TEXT SEGMENT
▽
Deep brain stimulation (DBS) is a method for treating a variety of neurological disorders such as Multiple Sclerosis and Parkinson’s. In DBS treatment, electrical signals are delivered to a very specific region of the brain through an electrode attached to a microdevice. An area of primary concern in the continued development of these devices for DBS is the manner by which they can be made biocompatible. These devices are made up of components such as wires, a circuit board, resistors and capacitors, and coin-cell batteries and when implanted under the skin, the body recognizes these as non-native, harmful intrusions that should be repelled by its immune system’s defenses.
There have been a variety of efforts made to create DBS devices that would not be rejected by a patient’s body. The most successful of these methods has involved the creation of a silicone enclosure for the device. Silicone is an excellent material for this type of application because in addition to its inherently biocompatible make up, it is also extremely flexible, elastic, and resilient.
The difficulty in moving forward with its utilization as the primary method for the containment of DBS devices has been the methods by which it can be applied. The means by which a DBS device can be coated with silicone have been restricted to dipping or molding, although each method comes with its own weaknesses. Dipping the devices to create a silicone coating is a low-cost method for producing a small number of devices but coating formation cannot be sufficiently precisely controlled. Creating molds for the devices offers higher levels of control but also comes with a much higher price tag and the methods by which the molds are created requires a significant investment making it unsuitable for low-volume production.
In a recent paper published in the proceedings of The International Design Technology Conference held in Geelong, Australia, a team of researchers from Deakin University and the Mayo Clinic presented a novel approach for creating the biocompatible enclosures for these electronic implants. In this paper, the authors proposed that 3D printing the silicone enclosures on a bioplotter could be the most viable method for the creation of implantable DBS devices.
To test the viability of such an approach, the research team first designed the enclosures using SolidWorks and then sent the models to be printed on an EnvisionTEC GmbH 3D Bioplotter.
△
RECORDS
▽
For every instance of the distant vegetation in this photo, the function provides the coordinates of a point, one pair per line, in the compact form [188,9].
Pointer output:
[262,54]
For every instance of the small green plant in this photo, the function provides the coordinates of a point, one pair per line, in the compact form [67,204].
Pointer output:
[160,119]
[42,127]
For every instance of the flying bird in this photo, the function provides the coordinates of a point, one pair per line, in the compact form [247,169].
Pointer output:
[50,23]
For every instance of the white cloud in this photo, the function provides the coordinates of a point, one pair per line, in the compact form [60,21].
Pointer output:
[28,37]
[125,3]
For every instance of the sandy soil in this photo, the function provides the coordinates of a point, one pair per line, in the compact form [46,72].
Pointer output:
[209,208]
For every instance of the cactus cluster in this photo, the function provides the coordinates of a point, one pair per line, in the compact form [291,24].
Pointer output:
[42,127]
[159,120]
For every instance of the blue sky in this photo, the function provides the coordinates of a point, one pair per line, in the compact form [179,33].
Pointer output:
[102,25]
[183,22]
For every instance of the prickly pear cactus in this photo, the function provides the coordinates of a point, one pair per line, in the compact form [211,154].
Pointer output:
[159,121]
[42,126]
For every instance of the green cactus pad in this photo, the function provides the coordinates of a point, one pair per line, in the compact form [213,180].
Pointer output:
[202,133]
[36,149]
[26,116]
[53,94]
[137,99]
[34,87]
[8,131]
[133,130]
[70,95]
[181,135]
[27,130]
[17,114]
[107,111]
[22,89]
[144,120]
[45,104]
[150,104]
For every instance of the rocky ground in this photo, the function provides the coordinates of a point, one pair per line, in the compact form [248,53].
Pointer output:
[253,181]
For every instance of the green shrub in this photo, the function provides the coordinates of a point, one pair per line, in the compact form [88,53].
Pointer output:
△
EXERCISE REQUIREMENTS
Extend the text on 3D-printed silicone enclosures for deep brain stimulation devices, picking up after its final sentence.

ANSWER TO THE EXERCISE
In their paper, they described the method by which this printer generates its physical output:
“Multiple materials [can be] inserted using syringes moving in three dimensions. Pressure is applied to the syringes, which then deposit a strand of materials for the length of movement and the time that the pressure is applied. Parallel strands are printed in one layer. For the following layer, the direction of the strands is turned to the centre of the object, creating a mesh with good mechanical properties and mathematically defined porosity. The features of the system include a 3-axis positioning system with high movement accuracy, cell printing with up to five types of cells per object, high flexibility in the choice of materials, fast printing speed, a large build volume, and flexible inner structure design.”
For their experiments, three enclosure designs, created so as to be printable without the use of support material, were generated and printed in commercial grade silicone. The team then worked to assess the suitability of these enclosures as mechanisms by which DBS devices can be implanted. In order to do this, they were submitted to two tests, one in which they were submersed in water to determine seal quality, and the second in which their performance was monitored while submersed. Both tests demonstrated 3D printing silicone to be a successful method for the creation of DBS enclosures.
While there is a great deal more testing that needs to be done and more possibilities for refinement of the enclosure design, at the very least these initial experiments demonstrate the enormous potential that this method holds for the creation of biocompatible DBS devices.